> **Work to do**
Return each line of the rows below that contains the string "house". Treat uppercase and lowercase letters as distinct.

> **Supplied records**
----------------------------------------

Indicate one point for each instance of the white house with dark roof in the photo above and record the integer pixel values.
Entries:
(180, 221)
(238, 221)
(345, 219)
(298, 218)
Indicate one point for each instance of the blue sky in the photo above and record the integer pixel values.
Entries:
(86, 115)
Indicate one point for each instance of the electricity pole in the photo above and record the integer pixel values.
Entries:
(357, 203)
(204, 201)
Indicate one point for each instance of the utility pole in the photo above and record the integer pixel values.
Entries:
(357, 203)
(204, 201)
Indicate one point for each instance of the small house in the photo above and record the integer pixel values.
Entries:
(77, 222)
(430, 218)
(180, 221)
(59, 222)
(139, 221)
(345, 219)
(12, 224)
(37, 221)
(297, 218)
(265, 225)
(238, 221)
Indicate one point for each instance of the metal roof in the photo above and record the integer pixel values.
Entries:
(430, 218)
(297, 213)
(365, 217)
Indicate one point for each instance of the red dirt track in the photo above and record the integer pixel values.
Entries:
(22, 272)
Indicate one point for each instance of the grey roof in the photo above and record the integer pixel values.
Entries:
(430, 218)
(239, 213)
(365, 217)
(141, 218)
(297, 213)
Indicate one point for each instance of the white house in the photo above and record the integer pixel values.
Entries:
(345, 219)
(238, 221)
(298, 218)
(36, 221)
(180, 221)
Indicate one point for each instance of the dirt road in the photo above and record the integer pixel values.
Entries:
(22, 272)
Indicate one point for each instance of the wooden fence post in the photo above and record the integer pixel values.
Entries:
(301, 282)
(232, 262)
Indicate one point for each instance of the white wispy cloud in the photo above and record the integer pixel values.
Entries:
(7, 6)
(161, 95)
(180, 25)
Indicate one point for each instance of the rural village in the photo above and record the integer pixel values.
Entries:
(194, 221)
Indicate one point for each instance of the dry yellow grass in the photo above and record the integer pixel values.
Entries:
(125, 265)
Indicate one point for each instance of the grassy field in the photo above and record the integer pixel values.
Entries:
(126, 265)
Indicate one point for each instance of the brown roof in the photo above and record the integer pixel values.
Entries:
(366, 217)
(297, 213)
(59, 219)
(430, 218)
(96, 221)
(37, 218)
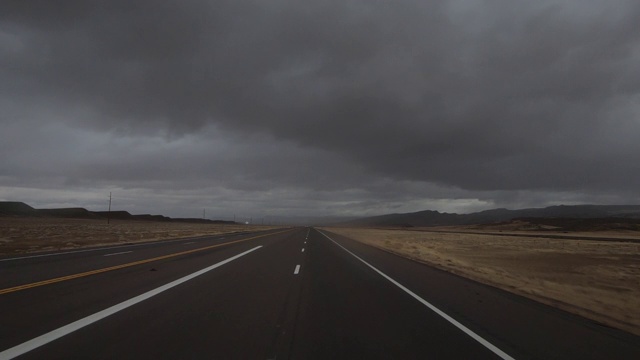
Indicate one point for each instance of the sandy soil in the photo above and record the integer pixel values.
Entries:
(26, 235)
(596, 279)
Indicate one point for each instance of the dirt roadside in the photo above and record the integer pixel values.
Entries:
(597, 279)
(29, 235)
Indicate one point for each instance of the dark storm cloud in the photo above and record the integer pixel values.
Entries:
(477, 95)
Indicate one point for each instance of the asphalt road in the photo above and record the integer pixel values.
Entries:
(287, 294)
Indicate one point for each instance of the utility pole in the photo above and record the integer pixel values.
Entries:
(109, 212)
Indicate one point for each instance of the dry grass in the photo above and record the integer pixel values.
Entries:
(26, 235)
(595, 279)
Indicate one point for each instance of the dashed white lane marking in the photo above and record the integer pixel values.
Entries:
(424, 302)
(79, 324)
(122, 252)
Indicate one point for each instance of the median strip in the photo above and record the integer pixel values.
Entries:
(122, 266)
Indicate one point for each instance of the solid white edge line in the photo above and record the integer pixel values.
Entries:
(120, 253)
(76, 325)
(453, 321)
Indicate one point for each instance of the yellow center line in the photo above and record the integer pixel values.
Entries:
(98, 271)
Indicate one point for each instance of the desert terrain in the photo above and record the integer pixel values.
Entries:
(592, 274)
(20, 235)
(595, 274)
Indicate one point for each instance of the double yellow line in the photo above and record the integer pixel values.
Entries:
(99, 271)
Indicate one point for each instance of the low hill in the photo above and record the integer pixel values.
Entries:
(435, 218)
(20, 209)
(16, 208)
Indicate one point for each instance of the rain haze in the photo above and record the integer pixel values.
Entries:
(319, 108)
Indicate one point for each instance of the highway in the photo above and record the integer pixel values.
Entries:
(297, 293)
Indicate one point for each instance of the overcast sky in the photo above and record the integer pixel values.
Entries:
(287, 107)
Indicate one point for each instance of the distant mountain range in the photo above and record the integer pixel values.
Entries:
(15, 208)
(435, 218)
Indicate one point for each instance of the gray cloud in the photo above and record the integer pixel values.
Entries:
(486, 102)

----------------------------------------

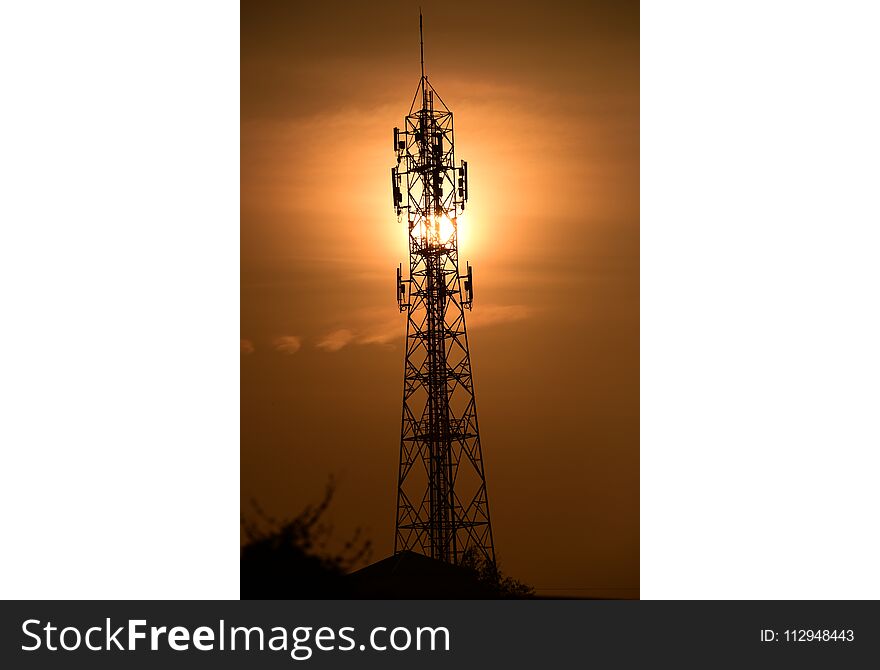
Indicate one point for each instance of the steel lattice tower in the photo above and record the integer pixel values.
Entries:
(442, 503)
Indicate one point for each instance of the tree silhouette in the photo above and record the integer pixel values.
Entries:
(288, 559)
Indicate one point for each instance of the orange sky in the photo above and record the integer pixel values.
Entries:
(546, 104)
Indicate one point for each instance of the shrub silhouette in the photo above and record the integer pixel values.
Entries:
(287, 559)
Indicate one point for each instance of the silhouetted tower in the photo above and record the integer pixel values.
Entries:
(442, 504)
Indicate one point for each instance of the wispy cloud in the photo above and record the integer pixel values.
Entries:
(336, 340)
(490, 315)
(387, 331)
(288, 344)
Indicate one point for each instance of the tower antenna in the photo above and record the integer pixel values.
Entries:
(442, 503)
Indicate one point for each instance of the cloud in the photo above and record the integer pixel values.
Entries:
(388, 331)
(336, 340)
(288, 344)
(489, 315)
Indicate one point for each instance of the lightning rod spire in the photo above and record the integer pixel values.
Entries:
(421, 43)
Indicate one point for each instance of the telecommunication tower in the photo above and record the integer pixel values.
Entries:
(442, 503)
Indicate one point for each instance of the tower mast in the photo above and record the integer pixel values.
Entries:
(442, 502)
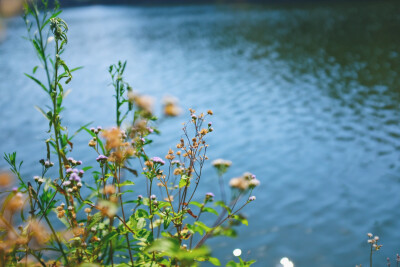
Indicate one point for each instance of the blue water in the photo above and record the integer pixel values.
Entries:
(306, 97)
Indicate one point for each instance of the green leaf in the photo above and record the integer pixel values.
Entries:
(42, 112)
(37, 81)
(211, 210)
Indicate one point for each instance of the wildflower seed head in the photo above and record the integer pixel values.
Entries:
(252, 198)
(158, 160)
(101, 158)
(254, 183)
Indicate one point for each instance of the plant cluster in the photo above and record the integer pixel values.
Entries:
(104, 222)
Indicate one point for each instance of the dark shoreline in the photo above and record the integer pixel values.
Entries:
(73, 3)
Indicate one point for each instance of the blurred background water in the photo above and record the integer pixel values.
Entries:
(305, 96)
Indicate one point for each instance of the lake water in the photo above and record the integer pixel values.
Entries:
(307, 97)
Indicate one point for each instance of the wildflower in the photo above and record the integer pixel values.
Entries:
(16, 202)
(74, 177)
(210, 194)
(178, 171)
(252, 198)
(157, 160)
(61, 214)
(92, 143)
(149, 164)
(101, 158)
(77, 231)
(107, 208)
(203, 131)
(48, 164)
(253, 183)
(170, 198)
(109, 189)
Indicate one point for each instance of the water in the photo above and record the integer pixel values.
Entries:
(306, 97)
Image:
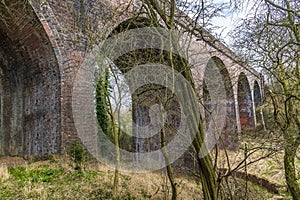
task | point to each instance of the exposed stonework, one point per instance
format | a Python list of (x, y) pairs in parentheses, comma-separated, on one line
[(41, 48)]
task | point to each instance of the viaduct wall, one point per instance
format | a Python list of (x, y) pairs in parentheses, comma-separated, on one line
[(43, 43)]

----------------------------------------

> **Written response**
Indicate one point for each instance of the white house with dark roof in the photo above and record the integer pixel values.
Indicate one point for each instance of the small house in the photo above and record the integer pixel values.
Indicate one point for each instance of the white house in the photo above and record the integer pixel values.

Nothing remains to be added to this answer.